(Point annotation dataset records)
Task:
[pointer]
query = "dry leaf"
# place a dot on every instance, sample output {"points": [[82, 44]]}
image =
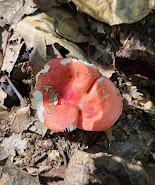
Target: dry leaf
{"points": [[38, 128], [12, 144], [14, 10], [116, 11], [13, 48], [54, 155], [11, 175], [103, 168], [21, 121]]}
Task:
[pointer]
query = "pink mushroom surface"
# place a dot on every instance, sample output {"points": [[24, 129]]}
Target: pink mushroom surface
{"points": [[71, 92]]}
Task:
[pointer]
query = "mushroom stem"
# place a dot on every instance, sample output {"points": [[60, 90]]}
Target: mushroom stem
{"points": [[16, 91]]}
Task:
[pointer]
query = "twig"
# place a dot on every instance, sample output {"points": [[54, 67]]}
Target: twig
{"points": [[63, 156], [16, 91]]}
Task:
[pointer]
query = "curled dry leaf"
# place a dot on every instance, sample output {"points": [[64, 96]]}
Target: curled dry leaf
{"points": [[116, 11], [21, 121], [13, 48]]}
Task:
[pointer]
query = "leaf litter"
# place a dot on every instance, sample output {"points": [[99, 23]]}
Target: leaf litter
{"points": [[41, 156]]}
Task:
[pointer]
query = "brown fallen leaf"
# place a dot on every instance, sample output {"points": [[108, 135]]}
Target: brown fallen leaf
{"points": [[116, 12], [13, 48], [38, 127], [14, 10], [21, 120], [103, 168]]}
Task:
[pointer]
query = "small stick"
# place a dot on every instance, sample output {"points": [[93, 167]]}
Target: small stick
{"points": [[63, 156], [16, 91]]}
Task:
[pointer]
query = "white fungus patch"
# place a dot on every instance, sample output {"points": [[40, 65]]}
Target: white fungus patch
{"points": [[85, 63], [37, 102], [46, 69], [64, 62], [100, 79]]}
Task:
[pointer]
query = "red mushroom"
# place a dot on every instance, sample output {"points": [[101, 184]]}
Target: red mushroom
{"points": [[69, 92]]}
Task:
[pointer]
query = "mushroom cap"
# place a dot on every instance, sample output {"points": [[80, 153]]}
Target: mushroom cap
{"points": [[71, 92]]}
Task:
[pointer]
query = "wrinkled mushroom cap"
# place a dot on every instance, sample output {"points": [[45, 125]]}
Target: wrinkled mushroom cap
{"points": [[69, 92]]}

• Exercise brief: Repeat the material above in full and exactly, omitting the pictures.

• Answer below:
Task:
[pointer]
query = "dry leaf"
# place a dot on every instance, sample output {"points": [[82, 44]]}
image =
Target: dry leaf
{"points": [[38, 128], [12, 144], [14, 10], [116, 11], [13, 48], [54, 155], [11, 175], [103, 168], [21, 121]]}
Task:
[pointer]
query = "pink mushroom surface"
# place a dot on every instance, sample output {"points": [[24, 129]]}
Target: pink mushroom surface
{"points": [[71, 92]]}
Task:
[pointer]
query = "mushroom stem"
# place a dot on every instance, sample output {"points": [[60, 90]]}
Target: mushroom stem
{"points": [[16, 91]]}
Task:
[pointer]
query = "twig"
# place a dot on every instance, sample output {"points": [[54, 67]]}
Target: twig
{"points": [[63, 156], [16, 91]]}
Task:
[pointer]
query = "curled dry leaf"
# place a dot on every instance, sample output {"points": [[64, 96]]}
Target: curled dry leaf
{"points": [[116, 11], [21, 121], [13, 48]]}
Task:
[pointer]
query = "leaf litter"
# place a dot on every instance, sample output {"points": [[99, 23]]}
Target: leaf litter
{"points": [[41, 156]]}
Task:
[pointer]
query = "brown fallen leaf"
# place a dot on every instance, sample output {"points": [[108, 135]]}
Target: brown fallen leaf
{"points": [[116, 12], [13, 48], [38, 127], [14, 10], [21, 120], [103, 168]]}
Task:
[pointer]
query = "small stick"
# place a dot on every instance, sample output {"points": [[93, 167]]}
Target: small stick
{"points": [[63, 156], [16, 91]]}
Task:
[pointer]
query = "white fungus patch"
# place a dot on every instance, sample output {"points": [[40, 65]]}
Target: white fungus patch
{"points": [[85, 63], [37, 102], [46, 69], [64, 62], [100, 79]]}
Task:
[pointer]
query = "red mushroom"
# place a dot on every instance, sample output {"points": [[101, 184]]}
Target: red mushroom
{"points": [[69, 92]]}
Task:
[pointer]
query = "mushroom cap"
# place a dot on every instance, sample output {"points": [[80, 153]]}
Target: mushroom cap
{"points": [[71, 92]]}
Task:
[pointer]
query = "wrinkled mushroom cap"
# place a dot on every instance, sample output {"points": [[45, 125]]}
Target: wrinkled mushroom cap
{"points": [[69, 92]]}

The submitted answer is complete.